- [The task]
Collect every line of the material below that contains the word "soccer", and copy each one out in full. Case counts.

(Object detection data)

begin

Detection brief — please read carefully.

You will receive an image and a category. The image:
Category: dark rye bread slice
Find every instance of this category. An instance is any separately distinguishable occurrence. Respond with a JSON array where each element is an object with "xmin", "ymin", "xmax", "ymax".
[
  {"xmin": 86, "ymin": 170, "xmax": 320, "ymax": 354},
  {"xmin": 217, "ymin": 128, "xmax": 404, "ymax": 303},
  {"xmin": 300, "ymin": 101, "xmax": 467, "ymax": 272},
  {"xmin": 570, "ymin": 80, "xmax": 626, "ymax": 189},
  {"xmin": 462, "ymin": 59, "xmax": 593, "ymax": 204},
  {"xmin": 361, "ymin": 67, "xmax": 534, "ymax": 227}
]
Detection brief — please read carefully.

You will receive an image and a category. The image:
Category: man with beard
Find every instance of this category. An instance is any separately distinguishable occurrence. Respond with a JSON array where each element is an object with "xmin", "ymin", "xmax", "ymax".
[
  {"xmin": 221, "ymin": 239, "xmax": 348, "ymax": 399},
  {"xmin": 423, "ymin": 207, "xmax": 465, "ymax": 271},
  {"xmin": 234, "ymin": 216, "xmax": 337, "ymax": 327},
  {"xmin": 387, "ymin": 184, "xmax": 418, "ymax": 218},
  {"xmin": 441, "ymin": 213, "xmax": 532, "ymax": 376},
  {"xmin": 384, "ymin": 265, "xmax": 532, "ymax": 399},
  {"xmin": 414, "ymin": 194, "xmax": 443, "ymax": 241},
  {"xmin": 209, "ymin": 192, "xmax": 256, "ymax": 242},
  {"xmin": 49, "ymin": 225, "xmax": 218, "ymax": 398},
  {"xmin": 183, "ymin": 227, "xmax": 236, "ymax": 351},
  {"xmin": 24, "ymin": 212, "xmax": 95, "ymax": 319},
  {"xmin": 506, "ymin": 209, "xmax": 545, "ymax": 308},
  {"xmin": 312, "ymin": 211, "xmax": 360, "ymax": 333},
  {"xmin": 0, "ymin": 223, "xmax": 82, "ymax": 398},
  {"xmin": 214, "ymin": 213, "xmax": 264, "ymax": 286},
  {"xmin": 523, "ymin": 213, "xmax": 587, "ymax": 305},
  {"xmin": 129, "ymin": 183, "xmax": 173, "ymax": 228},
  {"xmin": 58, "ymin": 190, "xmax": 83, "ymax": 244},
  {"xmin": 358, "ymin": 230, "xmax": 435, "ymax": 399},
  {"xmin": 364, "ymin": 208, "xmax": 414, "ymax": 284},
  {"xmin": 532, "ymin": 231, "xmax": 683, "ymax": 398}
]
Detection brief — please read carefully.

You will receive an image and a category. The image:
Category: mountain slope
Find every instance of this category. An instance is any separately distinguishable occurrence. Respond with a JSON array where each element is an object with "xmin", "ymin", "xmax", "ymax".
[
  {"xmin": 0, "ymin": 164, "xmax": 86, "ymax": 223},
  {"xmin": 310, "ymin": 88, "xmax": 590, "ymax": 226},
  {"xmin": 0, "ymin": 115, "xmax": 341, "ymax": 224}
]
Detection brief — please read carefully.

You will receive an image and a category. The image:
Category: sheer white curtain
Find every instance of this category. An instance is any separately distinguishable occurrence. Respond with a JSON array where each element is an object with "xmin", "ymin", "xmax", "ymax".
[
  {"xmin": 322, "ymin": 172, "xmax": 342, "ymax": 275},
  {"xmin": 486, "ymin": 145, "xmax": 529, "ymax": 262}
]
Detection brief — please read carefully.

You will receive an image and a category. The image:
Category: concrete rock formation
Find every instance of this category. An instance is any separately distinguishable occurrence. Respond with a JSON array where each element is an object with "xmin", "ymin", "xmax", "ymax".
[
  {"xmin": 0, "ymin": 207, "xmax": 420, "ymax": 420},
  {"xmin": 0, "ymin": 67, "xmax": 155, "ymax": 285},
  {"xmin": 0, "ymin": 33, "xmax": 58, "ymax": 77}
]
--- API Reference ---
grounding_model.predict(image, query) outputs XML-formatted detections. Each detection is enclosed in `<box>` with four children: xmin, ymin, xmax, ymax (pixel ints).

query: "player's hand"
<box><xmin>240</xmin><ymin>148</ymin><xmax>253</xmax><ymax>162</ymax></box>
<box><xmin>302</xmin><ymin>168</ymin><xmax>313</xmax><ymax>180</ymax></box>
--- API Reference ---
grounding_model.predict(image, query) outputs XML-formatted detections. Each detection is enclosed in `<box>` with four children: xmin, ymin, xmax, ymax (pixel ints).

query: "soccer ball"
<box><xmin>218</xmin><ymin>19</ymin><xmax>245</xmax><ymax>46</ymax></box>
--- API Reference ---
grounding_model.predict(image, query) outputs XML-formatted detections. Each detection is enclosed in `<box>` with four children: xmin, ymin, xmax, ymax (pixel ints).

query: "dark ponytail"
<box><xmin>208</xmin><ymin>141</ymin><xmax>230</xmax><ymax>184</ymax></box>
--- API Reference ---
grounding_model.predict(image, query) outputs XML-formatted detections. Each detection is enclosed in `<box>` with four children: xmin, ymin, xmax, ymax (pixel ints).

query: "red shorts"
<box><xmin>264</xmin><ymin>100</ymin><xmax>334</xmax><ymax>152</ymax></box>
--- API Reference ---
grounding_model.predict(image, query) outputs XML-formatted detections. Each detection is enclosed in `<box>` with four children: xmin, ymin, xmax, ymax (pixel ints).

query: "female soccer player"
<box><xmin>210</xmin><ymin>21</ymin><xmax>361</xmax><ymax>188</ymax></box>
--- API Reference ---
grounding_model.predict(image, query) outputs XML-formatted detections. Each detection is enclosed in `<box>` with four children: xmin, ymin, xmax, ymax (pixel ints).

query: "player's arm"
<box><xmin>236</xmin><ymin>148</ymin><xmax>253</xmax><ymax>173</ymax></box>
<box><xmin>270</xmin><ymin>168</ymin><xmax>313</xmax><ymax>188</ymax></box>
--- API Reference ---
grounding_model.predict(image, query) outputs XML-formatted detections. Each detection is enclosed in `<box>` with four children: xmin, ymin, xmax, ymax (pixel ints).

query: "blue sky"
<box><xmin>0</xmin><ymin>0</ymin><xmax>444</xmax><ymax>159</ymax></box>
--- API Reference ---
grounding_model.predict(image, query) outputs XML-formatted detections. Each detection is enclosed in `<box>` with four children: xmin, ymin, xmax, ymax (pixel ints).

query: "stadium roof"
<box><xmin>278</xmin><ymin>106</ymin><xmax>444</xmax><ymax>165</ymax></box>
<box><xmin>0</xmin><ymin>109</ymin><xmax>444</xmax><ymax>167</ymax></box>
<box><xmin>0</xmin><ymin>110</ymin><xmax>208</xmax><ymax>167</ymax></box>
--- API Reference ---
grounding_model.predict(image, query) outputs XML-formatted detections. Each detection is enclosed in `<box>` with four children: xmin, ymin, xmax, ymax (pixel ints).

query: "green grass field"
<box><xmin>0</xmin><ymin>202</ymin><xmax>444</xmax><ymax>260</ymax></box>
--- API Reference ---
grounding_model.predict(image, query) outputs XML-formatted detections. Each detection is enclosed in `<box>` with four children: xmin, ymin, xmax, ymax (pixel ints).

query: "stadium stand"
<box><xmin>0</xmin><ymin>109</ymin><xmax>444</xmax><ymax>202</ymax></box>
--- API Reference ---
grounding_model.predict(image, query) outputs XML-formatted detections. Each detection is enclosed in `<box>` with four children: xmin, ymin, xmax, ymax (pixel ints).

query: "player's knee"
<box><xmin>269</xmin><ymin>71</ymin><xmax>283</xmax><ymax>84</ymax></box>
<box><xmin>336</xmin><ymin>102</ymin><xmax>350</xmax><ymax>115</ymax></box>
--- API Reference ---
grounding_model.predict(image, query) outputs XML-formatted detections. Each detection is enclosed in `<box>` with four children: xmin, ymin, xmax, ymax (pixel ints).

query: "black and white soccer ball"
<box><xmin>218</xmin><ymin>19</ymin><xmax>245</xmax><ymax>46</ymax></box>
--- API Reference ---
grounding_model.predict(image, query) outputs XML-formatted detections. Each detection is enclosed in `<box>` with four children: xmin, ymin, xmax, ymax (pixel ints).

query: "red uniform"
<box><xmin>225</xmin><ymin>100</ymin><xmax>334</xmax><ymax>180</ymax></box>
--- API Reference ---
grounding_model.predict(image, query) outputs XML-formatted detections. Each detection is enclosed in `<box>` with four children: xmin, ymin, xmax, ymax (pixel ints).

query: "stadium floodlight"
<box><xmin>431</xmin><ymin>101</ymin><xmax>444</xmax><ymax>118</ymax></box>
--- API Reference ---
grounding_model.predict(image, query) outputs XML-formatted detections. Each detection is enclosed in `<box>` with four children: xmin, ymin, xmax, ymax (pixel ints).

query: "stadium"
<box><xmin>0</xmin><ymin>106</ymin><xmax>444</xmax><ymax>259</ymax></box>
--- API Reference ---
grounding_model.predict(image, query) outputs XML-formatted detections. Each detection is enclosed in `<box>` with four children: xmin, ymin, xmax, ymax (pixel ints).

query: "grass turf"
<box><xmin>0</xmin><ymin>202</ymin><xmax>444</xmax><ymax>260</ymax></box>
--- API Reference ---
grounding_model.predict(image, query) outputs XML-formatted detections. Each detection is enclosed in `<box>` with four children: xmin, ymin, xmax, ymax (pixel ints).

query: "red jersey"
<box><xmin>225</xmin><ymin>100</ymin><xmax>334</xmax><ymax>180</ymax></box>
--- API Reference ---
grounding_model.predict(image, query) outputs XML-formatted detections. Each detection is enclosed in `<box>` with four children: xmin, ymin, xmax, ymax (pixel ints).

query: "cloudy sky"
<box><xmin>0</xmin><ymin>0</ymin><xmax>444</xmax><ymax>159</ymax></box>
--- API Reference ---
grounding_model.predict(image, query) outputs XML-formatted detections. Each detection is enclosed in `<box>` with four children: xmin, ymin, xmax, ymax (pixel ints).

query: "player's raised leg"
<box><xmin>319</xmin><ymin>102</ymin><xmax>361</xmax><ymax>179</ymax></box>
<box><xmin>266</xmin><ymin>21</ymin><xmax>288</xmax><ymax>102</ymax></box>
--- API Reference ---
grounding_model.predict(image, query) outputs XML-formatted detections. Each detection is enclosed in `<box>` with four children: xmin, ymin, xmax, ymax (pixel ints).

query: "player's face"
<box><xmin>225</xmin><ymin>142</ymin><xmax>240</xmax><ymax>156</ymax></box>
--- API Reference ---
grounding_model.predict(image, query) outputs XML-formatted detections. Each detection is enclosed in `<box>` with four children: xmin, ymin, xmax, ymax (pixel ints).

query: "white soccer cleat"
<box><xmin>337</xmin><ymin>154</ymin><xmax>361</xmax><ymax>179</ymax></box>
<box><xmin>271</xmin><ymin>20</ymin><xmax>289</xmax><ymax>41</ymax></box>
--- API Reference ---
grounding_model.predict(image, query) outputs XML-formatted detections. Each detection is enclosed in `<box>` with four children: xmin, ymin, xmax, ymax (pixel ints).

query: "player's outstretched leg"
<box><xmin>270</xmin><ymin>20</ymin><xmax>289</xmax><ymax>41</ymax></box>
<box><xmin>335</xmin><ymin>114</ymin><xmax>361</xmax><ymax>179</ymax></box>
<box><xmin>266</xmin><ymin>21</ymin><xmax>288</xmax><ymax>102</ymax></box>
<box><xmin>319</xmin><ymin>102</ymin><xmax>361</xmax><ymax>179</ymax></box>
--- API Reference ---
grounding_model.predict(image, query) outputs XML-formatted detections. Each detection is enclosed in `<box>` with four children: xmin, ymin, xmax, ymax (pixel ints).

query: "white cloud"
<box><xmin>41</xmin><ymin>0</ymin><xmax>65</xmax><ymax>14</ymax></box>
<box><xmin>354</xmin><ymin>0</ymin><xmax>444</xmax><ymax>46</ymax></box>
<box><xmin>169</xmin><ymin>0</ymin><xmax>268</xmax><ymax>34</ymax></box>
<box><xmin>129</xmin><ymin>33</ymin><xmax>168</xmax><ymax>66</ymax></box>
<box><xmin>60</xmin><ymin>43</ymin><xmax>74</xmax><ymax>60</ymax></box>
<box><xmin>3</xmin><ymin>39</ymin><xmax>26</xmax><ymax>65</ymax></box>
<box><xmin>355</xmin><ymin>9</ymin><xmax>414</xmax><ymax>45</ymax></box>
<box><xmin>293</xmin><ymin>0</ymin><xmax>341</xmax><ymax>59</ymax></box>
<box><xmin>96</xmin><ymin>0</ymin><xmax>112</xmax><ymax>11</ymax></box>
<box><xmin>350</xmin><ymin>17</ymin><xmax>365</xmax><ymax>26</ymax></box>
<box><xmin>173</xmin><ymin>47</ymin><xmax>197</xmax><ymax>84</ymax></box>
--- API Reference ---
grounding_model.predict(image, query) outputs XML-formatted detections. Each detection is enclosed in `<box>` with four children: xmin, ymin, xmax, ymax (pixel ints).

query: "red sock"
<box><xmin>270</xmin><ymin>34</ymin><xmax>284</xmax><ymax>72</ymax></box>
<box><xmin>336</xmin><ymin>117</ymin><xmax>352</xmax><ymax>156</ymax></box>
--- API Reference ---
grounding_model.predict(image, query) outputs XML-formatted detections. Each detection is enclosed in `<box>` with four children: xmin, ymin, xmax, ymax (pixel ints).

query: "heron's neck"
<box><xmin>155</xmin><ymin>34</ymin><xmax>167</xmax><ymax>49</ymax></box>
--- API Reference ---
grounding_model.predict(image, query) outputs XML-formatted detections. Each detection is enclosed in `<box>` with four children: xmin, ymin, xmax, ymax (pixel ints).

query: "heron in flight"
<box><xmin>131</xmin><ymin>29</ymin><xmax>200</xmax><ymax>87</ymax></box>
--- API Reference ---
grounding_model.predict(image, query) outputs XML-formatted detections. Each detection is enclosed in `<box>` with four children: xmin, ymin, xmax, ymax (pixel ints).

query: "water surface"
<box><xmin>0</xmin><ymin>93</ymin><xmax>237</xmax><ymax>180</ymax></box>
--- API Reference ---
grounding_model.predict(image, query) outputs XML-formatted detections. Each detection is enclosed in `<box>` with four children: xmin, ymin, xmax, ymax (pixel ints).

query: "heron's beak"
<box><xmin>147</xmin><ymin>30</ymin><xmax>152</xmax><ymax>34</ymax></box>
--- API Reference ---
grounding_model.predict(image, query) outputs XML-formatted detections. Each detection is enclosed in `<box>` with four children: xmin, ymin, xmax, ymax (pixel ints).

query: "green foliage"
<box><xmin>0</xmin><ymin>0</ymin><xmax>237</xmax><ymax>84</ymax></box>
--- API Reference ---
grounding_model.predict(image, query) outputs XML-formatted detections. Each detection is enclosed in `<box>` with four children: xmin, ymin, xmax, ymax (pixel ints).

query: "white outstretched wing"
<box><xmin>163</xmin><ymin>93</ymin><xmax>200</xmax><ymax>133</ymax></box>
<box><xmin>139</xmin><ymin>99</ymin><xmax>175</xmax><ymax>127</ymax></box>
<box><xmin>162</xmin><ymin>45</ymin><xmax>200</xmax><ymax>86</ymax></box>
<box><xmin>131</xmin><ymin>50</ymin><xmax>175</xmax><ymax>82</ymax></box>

end

- [Task answer]
query: "soccer ball"
query: "female soccer player"
query: "black and white soccer ball"
query: "white soccer cleat"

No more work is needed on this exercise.